### WORK INSTRUCTIONS
Give every line of the data below as a JSON list of strings, one string per line, leaving out blank lines. Leave the pictures out of the answer.

Excerpts from location labeling data:
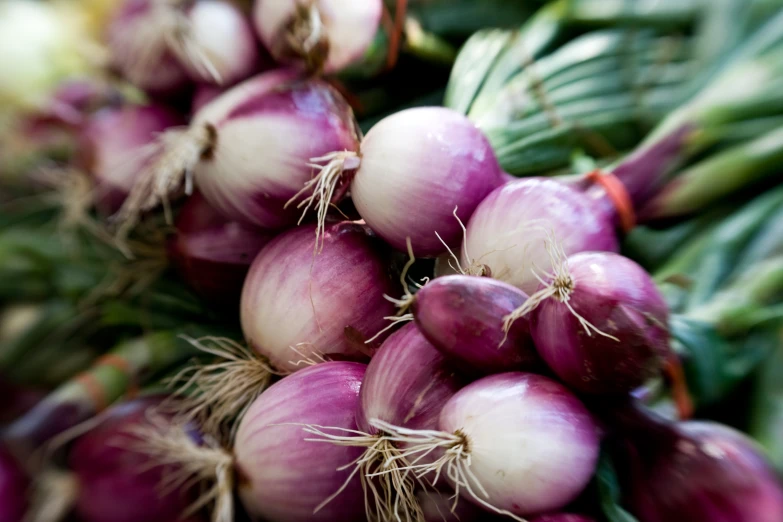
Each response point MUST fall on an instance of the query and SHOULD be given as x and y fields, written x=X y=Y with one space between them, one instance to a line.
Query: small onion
x=508 y=230
x=117 y=482
x=463 y=317
x=13 y=488
x=116 y=144
x=297 y=305
x=417 y=174
x=594 y=296
x=213 y=254
x=323 y=35
x=282 y=476
x=161 y=46
x=514 y=443
x=699 y=471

### ANSWER IN FULL
[
  "Each response point MUST fall on an instance of the query and SHOULD be given as x and y fields, written x=X y=Y with one space between them, one instance to a line.",
  "Query: small onion",
  "x=508 y=230",
  "x=117 y=482",
  "x=463 y=317",
  "x=13 y=488",
  "x=116 y=144",
  "x=297 y=305",
  "x=417 y=174",
  "x=594 y=296",
  "x=213 y=254",
  "x=323 y=35",
  "x=282 y=476",
  "x=161 y=46",
  "x=514 y=443",
  "x=699 y=471"
]